TASK OBJECTIVE | Looking at the material below, work out how many of its lines hold the string "paper". Give that figure alone.

DATASET RECORDS |
_ _ _ _

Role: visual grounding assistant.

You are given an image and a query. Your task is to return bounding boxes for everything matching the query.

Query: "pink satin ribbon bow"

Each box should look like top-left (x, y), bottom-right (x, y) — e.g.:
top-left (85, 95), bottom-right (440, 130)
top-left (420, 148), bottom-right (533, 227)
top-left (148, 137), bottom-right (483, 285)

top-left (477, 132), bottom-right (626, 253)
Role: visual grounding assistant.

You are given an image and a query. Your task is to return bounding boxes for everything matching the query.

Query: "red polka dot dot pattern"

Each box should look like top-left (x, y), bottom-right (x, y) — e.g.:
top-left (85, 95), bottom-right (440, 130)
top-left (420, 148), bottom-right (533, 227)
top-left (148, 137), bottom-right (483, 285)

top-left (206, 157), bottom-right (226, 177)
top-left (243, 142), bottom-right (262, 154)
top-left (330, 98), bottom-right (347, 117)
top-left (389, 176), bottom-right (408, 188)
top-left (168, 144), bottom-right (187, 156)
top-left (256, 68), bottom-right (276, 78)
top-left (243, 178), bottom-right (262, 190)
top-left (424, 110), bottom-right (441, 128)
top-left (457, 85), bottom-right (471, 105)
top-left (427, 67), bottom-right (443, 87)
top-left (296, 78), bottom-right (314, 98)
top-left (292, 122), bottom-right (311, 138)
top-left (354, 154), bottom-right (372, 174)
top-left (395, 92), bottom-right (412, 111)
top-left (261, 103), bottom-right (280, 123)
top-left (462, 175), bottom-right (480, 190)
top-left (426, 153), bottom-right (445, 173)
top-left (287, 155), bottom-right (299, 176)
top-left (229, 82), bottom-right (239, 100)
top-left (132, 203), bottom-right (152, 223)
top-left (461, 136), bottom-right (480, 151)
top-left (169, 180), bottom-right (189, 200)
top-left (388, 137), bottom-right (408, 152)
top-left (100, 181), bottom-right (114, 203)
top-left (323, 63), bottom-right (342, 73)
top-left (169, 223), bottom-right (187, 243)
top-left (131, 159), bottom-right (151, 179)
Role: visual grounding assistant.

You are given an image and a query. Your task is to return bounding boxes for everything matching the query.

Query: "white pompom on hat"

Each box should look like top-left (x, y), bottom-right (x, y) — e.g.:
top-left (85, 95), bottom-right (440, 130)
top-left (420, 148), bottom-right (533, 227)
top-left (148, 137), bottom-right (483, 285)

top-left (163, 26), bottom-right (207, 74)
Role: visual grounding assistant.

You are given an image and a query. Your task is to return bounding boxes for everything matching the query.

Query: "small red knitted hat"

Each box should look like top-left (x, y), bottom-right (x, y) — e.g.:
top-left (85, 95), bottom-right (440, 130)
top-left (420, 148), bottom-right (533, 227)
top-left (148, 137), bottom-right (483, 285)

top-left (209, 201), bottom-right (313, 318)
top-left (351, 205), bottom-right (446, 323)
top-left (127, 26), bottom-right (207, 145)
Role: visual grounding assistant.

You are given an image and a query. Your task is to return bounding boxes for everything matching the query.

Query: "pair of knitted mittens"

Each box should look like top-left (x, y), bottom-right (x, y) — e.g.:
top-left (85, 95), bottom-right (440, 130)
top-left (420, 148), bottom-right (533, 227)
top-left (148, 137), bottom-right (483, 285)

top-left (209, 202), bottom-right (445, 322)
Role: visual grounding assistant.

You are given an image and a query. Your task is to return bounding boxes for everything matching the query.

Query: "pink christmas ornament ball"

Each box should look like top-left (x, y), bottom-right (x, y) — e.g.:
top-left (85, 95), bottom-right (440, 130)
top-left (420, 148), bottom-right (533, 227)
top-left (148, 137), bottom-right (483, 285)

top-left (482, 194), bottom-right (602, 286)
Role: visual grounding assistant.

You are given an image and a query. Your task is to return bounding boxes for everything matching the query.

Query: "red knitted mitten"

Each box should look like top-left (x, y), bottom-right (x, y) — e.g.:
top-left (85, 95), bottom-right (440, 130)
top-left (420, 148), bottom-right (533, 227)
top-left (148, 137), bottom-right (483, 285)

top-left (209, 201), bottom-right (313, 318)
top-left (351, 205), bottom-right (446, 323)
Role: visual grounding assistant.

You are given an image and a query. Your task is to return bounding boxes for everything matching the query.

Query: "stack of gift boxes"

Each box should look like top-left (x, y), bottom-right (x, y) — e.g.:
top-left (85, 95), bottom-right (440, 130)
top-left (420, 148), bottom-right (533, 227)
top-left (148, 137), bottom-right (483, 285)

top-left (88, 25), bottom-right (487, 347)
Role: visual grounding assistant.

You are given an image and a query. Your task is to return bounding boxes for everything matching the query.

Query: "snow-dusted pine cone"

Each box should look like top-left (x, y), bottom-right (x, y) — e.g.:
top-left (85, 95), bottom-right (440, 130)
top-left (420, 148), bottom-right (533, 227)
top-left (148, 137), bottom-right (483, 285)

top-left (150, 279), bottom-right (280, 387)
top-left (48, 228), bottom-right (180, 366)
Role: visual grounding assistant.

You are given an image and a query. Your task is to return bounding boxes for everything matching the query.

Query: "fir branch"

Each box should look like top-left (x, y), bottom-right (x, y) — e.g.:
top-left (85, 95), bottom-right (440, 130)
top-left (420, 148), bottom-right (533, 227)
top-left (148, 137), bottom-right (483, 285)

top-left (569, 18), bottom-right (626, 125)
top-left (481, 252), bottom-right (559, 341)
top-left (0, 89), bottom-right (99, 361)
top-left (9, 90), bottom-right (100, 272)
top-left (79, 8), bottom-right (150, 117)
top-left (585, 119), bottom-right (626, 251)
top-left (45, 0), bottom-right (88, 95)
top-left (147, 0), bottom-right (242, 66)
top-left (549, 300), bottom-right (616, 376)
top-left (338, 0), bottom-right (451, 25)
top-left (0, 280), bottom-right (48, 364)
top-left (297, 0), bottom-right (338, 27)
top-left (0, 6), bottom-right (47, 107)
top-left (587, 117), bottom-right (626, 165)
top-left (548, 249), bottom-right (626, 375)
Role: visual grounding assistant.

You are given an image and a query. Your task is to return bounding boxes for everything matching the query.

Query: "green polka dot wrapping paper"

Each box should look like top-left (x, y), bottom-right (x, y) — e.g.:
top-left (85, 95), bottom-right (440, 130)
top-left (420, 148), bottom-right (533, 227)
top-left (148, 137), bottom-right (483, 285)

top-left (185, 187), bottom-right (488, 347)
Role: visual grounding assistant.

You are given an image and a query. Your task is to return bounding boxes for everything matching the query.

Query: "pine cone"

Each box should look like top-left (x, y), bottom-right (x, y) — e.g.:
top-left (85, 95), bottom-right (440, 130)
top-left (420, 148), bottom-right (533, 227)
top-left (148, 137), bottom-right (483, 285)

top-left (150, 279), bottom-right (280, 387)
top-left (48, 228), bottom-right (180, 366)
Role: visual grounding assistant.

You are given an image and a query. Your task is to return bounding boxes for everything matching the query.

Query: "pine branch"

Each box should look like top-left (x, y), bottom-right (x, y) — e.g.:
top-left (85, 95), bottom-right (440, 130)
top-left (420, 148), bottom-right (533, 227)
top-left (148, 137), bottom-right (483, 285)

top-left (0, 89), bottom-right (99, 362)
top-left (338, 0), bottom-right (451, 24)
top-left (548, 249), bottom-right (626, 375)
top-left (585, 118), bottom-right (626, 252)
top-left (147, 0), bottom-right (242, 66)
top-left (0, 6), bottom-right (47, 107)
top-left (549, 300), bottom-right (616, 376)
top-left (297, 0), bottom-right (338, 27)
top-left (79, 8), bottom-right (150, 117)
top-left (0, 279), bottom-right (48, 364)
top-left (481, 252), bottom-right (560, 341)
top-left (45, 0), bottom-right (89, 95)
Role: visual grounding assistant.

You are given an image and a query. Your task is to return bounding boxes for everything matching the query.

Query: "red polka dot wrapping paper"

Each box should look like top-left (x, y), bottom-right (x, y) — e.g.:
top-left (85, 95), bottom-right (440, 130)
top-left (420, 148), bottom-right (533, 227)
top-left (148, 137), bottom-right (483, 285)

_ _ _ _

RESULT BELOW | 2